---------- EXERCISE MATERIAL
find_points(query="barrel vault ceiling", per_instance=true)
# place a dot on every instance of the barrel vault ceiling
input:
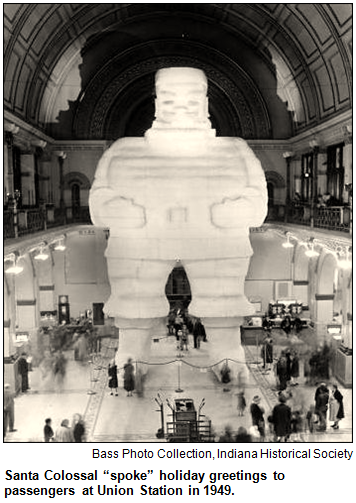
(86, 71)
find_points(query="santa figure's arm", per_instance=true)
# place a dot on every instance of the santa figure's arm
(250, 208)
(107, 207)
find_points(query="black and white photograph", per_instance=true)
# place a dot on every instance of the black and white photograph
(177, 224)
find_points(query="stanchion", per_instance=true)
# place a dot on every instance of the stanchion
(179, 390)
(92, 379)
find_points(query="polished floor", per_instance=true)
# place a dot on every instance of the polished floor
(110, 418)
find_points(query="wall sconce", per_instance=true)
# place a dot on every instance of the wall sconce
(11, 128)
(313, 144)
(343, 258)
(42, 255)
(60, 246)
(311, 252)
(287, 243)
(15, 268)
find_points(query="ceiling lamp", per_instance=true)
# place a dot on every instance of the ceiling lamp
(15, 268)
(287, 244)
(41, 255)
(311, 252)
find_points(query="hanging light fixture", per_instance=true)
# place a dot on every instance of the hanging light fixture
(311, 252)
(60, 246)
(15, 268)
(287, 243)
(42, 255)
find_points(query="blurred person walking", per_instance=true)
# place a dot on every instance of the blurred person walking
(47, 430)
(9, 409)
(336, 407)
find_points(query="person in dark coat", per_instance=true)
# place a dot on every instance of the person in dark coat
(257, 416)
(242, 436)
(129, 380)
(78, 428)
(227, 436)
(22, 367)
(282, 371)
(9, 409)
(267, 352)
(199, 333)
(286, 325)
(321, 405)
(267, 324)
(294, 368)
(281, 419)
(113, 383)
(47, 430)
(336, 406)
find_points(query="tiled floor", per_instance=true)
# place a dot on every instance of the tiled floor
(134, 419)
--------------------
(EXERCISE DIRECTIONS)
The answer should be exactly the lines from the one that contains "# place a dot on every instance of the hanging" through the end of the entries, both ends included, and nothing besides.

(TASK SOLUTION)
# place a dot on every instance of the hanging light fixture
(311, 252)
(60, 246)
(15, 268)
(287, 243)
(42, 255)
find_points(query="blurred person walking", per_instance=true)
# place a dot on every instance of the blurred person walking
(47, 430)
(9, 409)
(336, 407)
find_points(query="person in dark coat", per_instance=true)
# place a dot on every instance of the person in dark coat
(257, 416)
(242, 436)
(129, 380)
(78, 428)
(227, 436)
(22, 367)
(282, 371)
(9, 409)
(267, 352)
(199, 333)
(286, 325)
(321, 405)
(267, 324)
(294, 368)
(281, 419)
(113, 383)
(47, 430)
(336, 406)
find_points(query="tiled floor", per_instance=true)
# place a dot on every instance of the tiled floor
(134, 419)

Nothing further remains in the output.